Aisha quer indenização?

Não. O objetivo é que a justiça seja feita. Que as pessoas responsáveis pelo assassinato e seus patrocinadores prestem contas. A comissão internacional de inquérito, criada para investigar os eventos posteriores à queda do regime Gaddafi chegou à conclusão de que os assassinatos de Muammar e Mutassim Gaddafi exigem mais investigação. Essa comissão terminou o seu mandato e os dois únicos órgãos que tem jurisdição para conduzir uma investigação dessa natureza são a Líbia e o TPI. A Líbia obviamente não irá fazê-lo, já que aprovou recentemente uma lei dando anistia a pessoas que cometeram crimes em nome da revolução. Portanto, o único órgão capaz de investigar um crime desse é o TPI. Se o TPI não investiga, o assassinato ficará impune.

Qual o motivo da relutância da Promotoria em investigar?

__DADOS FORNECIDOS__.
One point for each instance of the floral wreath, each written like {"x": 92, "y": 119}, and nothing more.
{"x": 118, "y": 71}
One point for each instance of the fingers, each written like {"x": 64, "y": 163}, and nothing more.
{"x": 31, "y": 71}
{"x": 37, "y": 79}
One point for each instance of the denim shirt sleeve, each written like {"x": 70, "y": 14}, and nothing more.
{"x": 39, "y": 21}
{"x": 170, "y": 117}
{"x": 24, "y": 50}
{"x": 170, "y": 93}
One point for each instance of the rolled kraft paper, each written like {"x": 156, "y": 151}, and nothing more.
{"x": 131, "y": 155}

* * *

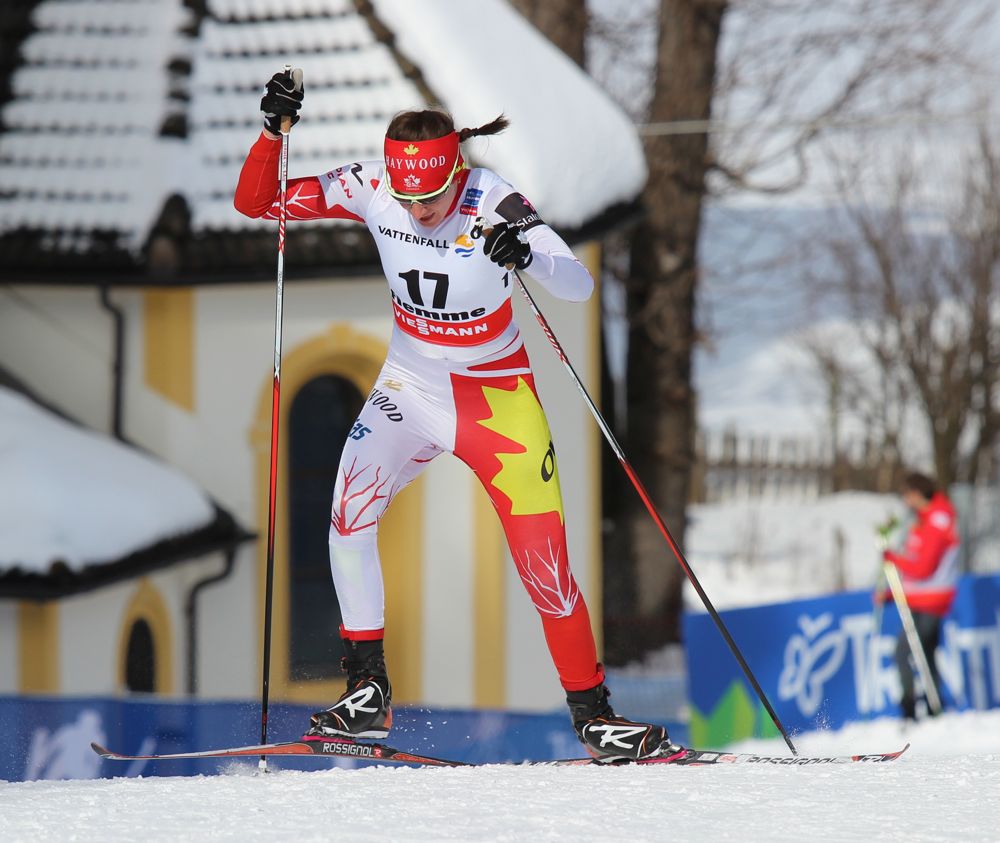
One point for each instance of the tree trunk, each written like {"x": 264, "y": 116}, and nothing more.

* * *

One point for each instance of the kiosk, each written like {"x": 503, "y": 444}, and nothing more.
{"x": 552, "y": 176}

__LISTA DE TAREFAS__.
• 1. Reproduza o texto sobre o assassinato de Gaddafi entre "Não. O objetivo" e "Promotoria em investigar?", inclusive.
• 2. Escreva a continuação do texto sobre o assassinato de Gaddafi a partir do ponto em que ele para.

__RESPOSTAS POR TAREFA__.
• 1.
Não. O objetivo é que a justiça seja feita. Que as pessoas responsáveis pelo assassinato e seus patrocinadores prestem contas. A comissão internacional de inquérito, criada para investigar os eventos posteriores à queda do regime Gaddafi chegou à conclusão de que os assassinatos de Muammar e Mutassim Gaddafi exigem mais investigação. Essa comissão terminou o seu mandato e os dois únicos órgãos que tem jurisdição para conduzir uma investigação dessa natureza são a Líbia e o TPI. A Líbia obviamente não irá fazê-lo, já que aprovou recentemente uma lei dando anistia a pessoas que cometeram crimes em nome da revolução. Portanto, o único órgão capaz de investigar um crime desse é o TPI. Se o TPI não investiga, o assassinato ficará impune.

Qual o motivo da relutância da Promotoria em investigar?

• 2.
É muito simples: eles já não consideram a situação na Líbia um assunto com o qual precisam lidar. A Promotoria afirmou que no caso de Saif al Islam [filho de Gaddafi que está preso na Líbia], há condições para que ele seja julgado na Líbia. Se é assim, o mesmo se aplica aos responsáveis pelo assassinato de Muammar Gaddafi. A Líbia tem hoje capacidade de realizar um julgamento justo?

Não, e você não precisa tomar minha palavra. Já houve um extenso histórico submetido à corte por grupos de vítimas e juristas. Ambos afirmaram que atualmente a Líbia não é capaz de realizar um julgamento justo. Por isso, o argumento é que Saif deveria ser julgado na Haia, não na Líbia.

Pelas imagens divulgadas, Mumammar Gaddafi foi vítima de linchamento no meio de uma guerra civil. É possível chegar aos culpados?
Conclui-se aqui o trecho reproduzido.